Work order: Please write out every record exactly, but keep any images out of it.
Top of Information
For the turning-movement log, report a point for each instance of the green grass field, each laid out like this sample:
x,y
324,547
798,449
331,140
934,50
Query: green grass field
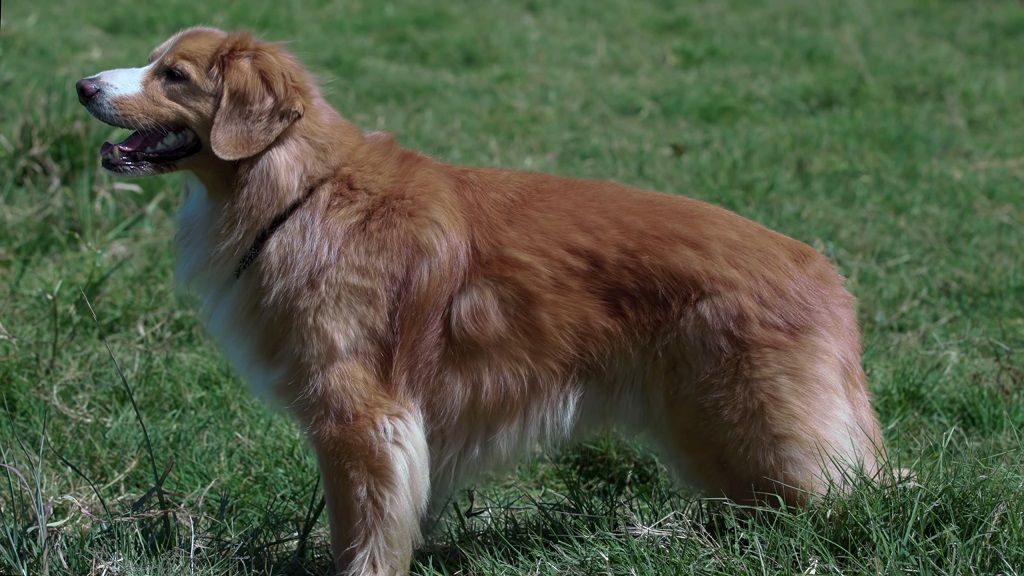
x,y
889,134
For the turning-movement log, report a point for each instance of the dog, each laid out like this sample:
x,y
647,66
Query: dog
x,y
424,321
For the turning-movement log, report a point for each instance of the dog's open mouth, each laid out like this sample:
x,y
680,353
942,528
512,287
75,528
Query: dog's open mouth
x,y
150,151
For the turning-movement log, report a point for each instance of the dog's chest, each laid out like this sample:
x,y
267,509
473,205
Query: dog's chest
x,y
227,304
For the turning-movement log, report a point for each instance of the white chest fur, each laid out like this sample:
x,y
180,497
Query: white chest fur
x,y
226,302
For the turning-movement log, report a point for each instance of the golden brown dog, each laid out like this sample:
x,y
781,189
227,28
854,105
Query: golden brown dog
x,y
422,320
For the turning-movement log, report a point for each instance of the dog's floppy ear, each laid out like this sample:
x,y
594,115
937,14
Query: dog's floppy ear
x,y
261,97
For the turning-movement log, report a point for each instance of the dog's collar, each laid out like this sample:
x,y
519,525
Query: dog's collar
x,y
267,232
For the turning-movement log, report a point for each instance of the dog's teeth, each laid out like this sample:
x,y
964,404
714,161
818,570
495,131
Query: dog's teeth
x,y
170,140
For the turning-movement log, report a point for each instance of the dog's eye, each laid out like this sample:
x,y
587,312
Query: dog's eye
x,y
175,75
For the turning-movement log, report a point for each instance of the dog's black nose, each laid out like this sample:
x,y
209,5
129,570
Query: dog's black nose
x,y
86,89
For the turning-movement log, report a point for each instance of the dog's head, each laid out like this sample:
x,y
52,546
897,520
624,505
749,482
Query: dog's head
x,y
204,92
Bottom of Information
Expected output:
For the turning-movement log, report a point for each instance of the green grass field, each laid out like this sample:
x,y
324,547
798,449
331,140
934,50
Query: green grass field
x,y
889,134
For the turning-movement log, report a point for each instance of the dog, each laid out like this sample:
x,y
647,66
Query: dog
x,y
424,321
For the turning-movement log, report a point for each instance of the dog's open mouth, each laid out like this sample:
x,y
680,353
942,528
512,287
75,528
Query: dog's open mouth
x,y
150,151
For the turning-movement log, report a point for each instance of the dog's chest, each laid out like this sample:
x,y
267,509
473,205
Query: dog's chest
x,y
227,304
For the turning-movement log, report a point for each instance of the white chest fur, each laid out like this sample:
x,y
180,497
Query: white chest fur
x,y
226,302
For the turning-movement log, report a point for each instance of the golden brown dog, each laid out like this sample:
x,y
781,189
227,28
854,105
Query: golden brown dog
x,y
422,320
For the turning-movement log, report a point for each instance of the dog's floppy ear, each laid out like this sample:
x,y
594,115
937,14
Query: dog's floppy ear
x,y
261,97
For the turning-movement log, report a point for each instance of the dog's collar, each laid out like this sample:
x,y
519,525
Query: dog's collar
x,y
267,232
For the turning-movement log, report a point for each instance of the dog's teeth, each laid out like this sample:
x,y
964,404
714,161
818,570
495,131
Query: dog's teeth
x,y
170,140
For the turning-movement log, report a point for each instance of the dog's eye, each laid out like this sample:
x,y
587,312
Query: dog's eye
x,y
175,75
For the turning-movement log, report a point for each instance of the dog's black nose, each laid out like this sample:
x,y
209,5
129,570
Query: dog's black nose
x,y
86,89
For the turning-movement log, report a point for each instance of the dog's head, each laid out like this sample:
x,y
52,546
897,520
624,505
749,482
Query: dog's head
x,y
204,92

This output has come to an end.